# [Short task 1]
In the records, rewrite the lines from the line containing "outline crowd of people, every instance" through the end of the records, replacing "crowd" with "group" and leaving everything else unchanged.

>> start Page

Cynthia asks: "Is Williams really a bishop, much less an archbishop?"

If democratic election is essential to the episcopate (about which opinions may differ, as they have through the history of the church) ++RW qualifies very nicely. He was elected and consecrated Bishop of Monmouth, in the Church in Wales. As the Church of England is still in full communion with the Church in Wales there was no need for him to be reconsecrated when he was translated to Canterbury, and as he was acclaimed at his enthronement at Canterbury, I think we can assume that his translation had the overall approval of his new diocese.

Posted by: cryptogram on Tuesday, 6 February 2007 at 4:41pm GMT

Ann Marie and David H

Please be more self-crtical of your own entrenched positions. Ann Marie it is a simple historical fact that the consistent witness of the universal Church has been to restrict the presbyterate and episcopate to men. This was done following the exmaple of Christ and His Apostles and for millenia it was understood that this is what Scripture taught. Now apparently a new understanding of Scripture has arisen that some folk have accepted. But there are many who doubt the validity of that exegesis and you can hardly blame them or be reduced to calling them names when they would rather adhere to the witness of the ages rather than the transient, fleeting mores of contemporary society. It is in this sense that a female bishop simply cannot be said to represent the teaching of the Apostolic Age or the universal Church; which is a sin qua non of being a bishop. Hence doubts arise as to the validity of her orders. It has NOTHING to do with her godliness or ability.
David H simply try to resist the libeal consesus on this website and you will see what I mean by liberal intolerance and fundamentalism!!

Posted by: Athos on Tuesday, 6 February 2007 at 4:54pm GMT

“According to English canon law membership of the Anglican Communion lies in the joint hands of the Archbishops of Canterbury and York. In this context it is interesting to note they will both be present at the Tanzanian meeting.”

Knowing that makes me uneasy.

Posted by: ruidh on Tuesday, 6 February 2007 at 5:10pm GMT

Watch your pockets . . .Athos and NP are in the house and stalking this progessive blog in order to shift the discussion away from the outrageous behavior of "some" of the GS primates. There must be a "blog-speak" term for this kind of stalking . . .anyone have an answer?

Posted by: Byron on Tuesday, 6 February 2007 at 5:34pm GMT

See what I mean!! Am I not welcome in this open, liberal and tolerant blog? I am not trying to shift discussion away from anything. I am trying to get folk to see that the issues are far more complex than exist in your fundamentalist world. But if you are reduced to ad hominen arguemnts and name calling it just confirms me in my suspicions that your theological arguments aren't up to much.

Posted by: Athos on Tuesday, 6 February 2007 at 7:06pm GMT

Athos,

I orginally was going to post a biting reply but have decided that silence shall be my answer. I am tired of defending my call. If there are people wh cannot accept the reality of that call it really is there problem not mine. I am at peace with God and with the call. It is not that my position is entrenched, it is that God has shown me different and I have choen to follow God rather than human beings.

Love and Prayers,
Ann Marie

Posted by: Ann Marie on Tuesday, 6 February 2007 at 7:56pm GMT

thread/comment hijacking.

>> end Page
>> start Records to process

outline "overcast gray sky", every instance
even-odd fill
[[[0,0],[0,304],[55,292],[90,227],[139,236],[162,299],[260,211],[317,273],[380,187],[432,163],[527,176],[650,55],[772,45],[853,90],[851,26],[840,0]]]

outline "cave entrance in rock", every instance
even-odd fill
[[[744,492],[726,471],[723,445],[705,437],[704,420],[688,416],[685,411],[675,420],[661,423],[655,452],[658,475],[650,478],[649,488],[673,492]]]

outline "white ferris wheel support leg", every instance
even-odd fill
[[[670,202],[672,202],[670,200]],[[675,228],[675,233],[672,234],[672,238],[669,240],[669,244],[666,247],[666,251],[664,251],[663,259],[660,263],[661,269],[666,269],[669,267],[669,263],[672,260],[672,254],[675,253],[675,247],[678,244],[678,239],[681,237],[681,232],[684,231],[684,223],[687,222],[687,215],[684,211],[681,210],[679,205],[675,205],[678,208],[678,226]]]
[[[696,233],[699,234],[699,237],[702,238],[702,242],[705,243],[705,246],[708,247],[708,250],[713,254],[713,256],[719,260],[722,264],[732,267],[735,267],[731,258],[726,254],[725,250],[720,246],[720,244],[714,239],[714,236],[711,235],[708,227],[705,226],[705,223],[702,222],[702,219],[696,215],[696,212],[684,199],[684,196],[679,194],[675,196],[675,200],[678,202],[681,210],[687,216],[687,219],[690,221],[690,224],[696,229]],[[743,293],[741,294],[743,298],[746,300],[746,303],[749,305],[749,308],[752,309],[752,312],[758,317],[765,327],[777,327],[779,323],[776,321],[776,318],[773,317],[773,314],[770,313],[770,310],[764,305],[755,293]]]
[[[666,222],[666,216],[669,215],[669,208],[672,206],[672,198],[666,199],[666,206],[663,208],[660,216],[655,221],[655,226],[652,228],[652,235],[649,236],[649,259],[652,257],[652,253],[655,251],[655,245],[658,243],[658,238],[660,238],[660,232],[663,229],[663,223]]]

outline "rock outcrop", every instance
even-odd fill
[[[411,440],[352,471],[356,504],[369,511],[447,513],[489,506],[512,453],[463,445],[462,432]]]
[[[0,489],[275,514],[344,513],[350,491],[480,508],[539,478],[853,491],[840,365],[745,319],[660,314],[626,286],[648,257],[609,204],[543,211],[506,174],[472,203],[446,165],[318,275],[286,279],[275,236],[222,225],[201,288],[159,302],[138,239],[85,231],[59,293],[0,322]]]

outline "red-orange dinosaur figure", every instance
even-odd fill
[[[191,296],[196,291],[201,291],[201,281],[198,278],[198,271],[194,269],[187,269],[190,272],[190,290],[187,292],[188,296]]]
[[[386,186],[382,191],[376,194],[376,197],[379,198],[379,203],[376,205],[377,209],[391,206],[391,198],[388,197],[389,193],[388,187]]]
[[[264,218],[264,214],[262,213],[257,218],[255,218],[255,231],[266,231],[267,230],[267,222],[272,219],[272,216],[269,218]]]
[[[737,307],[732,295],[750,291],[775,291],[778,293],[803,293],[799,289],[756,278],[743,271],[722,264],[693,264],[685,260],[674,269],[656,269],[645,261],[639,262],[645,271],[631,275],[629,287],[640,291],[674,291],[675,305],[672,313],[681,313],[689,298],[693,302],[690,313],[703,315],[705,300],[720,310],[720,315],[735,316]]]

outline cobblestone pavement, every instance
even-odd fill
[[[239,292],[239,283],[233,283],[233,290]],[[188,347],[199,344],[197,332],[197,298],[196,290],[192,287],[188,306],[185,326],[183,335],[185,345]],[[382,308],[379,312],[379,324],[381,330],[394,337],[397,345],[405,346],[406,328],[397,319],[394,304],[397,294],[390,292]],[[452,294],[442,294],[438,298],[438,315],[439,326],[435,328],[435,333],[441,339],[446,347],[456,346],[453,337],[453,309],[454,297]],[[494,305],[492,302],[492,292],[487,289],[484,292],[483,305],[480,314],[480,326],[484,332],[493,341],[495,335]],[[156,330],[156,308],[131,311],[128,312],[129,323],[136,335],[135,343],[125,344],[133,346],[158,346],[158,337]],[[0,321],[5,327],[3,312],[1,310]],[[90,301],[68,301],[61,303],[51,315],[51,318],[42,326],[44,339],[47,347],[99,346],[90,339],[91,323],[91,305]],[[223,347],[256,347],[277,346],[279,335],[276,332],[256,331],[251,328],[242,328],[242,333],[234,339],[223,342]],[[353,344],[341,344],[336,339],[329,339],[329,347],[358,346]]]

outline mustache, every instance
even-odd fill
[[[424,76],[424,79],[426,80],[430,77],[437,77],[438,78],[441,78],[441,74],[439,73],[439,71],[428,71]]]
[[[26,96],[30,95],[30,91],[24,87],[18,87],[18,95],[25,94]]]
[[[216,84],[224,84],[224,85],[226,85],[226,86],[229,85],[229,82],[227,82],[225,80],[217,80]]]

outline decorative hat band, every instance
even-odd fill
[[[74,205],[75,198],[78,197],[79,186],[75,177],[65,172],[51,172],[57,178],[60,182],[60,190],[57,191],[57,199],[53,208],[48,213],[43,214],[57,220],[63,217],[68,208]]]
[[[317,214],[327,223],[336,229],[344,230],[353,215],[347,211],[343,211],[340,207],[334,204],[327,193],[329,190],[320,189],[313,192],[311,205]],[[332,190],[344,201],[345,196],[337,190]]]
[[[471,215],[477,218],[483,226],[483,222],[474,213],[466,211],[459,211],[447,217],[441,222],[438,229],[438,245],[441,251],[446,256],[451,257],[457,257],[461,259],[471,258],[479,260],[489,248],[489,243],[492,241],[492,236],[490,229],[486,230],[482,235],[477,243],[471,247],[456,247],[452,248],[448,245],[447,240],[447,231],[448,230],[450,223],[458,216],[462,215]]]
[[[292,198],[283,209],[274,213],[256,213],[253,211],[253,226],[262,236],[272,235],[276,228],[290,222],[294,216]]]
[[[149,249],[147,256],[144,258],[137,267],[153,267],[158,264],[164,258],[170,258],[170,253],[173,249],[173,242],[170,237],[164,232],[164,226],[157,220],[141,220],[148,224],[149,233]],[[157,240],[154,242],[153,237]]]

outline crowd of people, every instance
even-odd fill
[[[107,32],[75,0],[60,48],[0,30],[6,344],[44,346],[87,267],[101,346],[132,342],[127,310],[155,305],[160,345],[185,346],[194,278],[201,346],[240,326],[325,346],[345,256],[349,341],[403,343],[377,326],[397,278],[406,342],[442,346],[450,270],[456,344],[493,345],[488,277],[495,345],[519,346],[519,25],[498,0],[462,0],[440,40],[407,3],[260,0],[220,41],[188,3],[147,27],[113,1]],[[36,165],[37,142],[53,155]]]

>> end Records to process

# [Short task 2]
Answer these questions from the thread:
(a) Of which diocese was Williams elected and consecrated bishop?
(b) According to the quoted statement on English canon law, in whose joint hands does membership of the Anglican Communion lie?
(c) What did Ann Marie decide her answer to Athos would be?

# [Correct output 1]
outline group of people, every instance
even-odd fill
[[[107,32],[75,0],[60,48],[0,30],[6,344],[44,346],[87,267],[101,346],[132,342],[127,310],[155,305],[160,345],[185,346],[194,278],[201,346],[240,326],[325,346],[345,256],[349,341],[403,343],[377,326],[397,278],[406,342],[442,346],[450,270],[456,344],[493,345],[488,277],[495,345],[519,346],[519,25],[498,0],[462,0],[440,40],[407,3],[260,0],[220,41],[188,3],[147,27],[113,1]],[[36,165],[37,142],[53,155]]]

# [Correct output 2]
(a) Monmouth, in the Church in Wales.
(b) The Archbishops of Canterbury and York.
(c) Silence.